[Location identification entries]
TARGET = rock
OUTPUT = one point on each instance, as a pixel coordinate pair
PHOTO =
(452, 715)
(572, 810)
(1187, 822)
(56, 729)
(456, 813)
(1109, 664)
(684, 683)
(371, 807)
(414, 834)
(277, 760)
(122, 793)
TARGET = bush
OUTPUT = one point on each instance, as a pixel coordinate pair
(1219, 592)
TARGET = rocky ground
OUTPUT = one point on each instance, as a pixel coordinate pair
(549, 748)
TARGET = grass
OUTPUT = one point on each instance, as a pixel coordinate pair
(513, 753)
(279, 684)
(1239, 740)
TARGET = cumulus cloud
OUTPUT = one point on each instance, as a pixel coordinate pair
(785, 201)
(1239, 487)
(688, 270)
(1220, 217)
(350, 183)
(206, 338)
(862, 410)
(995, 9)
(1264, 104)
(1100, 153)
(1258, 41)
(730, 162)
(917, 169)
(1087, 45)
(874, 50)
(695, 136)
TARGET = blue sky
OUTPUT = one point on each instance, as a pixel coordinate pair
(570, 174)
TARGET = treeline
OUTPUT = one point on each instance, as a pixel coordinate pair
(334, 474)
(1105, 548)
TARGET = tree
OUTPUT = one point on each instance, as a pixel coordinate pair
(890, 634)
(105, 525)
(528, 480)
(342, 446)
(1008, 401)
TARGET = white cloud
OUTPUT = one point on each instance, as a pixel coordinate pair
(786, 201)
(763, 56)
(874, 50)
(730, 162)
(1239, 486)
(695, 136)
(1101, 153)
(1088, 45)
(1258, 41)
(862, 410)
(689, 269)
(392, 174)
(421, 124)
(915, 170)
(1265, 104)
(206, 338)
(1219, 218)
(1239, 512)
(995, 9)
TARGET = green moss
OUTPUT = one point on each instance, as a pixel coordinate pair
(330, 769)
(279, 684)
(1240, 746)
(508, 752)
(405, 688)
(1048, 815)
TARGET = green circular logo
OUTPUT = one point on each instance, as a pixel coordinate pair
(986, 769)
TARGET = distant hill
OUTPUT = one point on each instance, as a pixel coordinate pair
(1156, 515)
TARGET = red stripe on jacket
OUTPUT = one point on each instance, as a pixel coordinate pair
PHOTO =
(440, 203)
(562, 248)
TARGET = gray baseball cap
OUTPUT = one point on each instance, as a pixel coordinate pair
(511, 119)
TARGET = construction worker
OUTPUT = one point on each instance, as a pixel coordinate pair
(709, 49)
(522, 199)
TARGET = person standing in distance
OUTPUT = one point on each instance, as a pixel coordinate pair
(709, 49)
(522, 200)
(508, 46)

DIRECTIVE
Reproduce all of the entries above, swapping every "instance" for "occurrence" and leaving everything else unchanged.

COMPLETED EXERCISE
TARGET = rock
OUTPUT = one point on each occurrence, as a pixel coordinate pair
PHOTO =
(452, 715)
(572, 810)
(1187, 822)
(56, 729)
(456, 813)
(1109, 664)
(684, 683)
(371, 807)
(414, 834)
(277, 760)
(122, 793)
TARGET = bush
OUTPUT = one point on each occurrence, as a pixel coordinate pair
(1219, 592)
TARGET = rocky ground
OUTPUT = one point on each occurrence, as a pixel coordinate pair
(549, 748)
TARGET = grass
OUTPUT = one point on each occurrence, as a pixel coordinate pair
(513, 753)
(279, 684)
(1239, 740)
TARGET = cumulus cloud
OUTPUT = one point on each occurrence, as a pixel coordinate pair
(785, 201)
(1239, 487)
(688, 270)
(1220, 217)
(350, 183)
(206, 338)
(862, 410)
(995, 9)
(1264, 104)
(1100, 153)
(1258, 41)
(730, 162)
(917, 169)
(1087, 45)
(874, 50)
(695, 136)
TARGET = blue sky
OUTPUT = one point on each occurrence, as a pixel coordinate pair
(570, 174)
TARGET = treeline
OUTPUT = one point on each occurrence, as a pixel coordinate pair
(334, 474)
(1105, 548)
TARGET = tree
OUTPUT = one point on each occurrence, as a pixel coordinate pair
(890, 634)
(105, 525)
(528, 480)
(342, 446)
(1008, 401)
TARGET = white cloud
OUTPUT = one point on each occurrence, as a pixel coordinate pair
(786, 201)
(763, 56)
(874, 50)
(730, 162)
(1239, 486)
(695, 136)
(1101, 153)
(1088, 45)
(1258, 41)
(862, 410)
(689, 269)
(392, 174)
(421, 124)
(915, 170)
(1265, 104)
(206, 338)
(1219, 218)
(1239, 512)
(995, 9)
TARGET = green moss
OUTPUT = one point on each occurrence, as a pixel coordinate pair
(330, 769)
(279, 684)
(1240, 746)
(508, 752)
(405, 688)
(1048, 815)
TARGET = green circular logo
OUTPUT = one point on each occurrence, as a pixel coordinate pair
(986, 769)
TARGET = distant hill
OUTPUT = one point on each occurrence, as a pixel coordinate pair
(1156, 515)
TARGET = red stripe on jacket
OUTPUT = one point on each occurrence, as a pixel coordinate pair
PHOTO =
(440, 203)
(562, 248)
TARGET = gray baseball cap
OUTPUT = one point on each occurrence, as a pixel coordinate pair
(511, 119)
TARGET = construction worker
OUTPUT = one point on each occurrence, as a pixel coordinate pair
(709, 49)
(522, 199)
TARGET = person standing in distance
OUTPUT = one point on each occurrence, as a pixel coordinate pair
(709, 49)
(522, 200)
(508, 46)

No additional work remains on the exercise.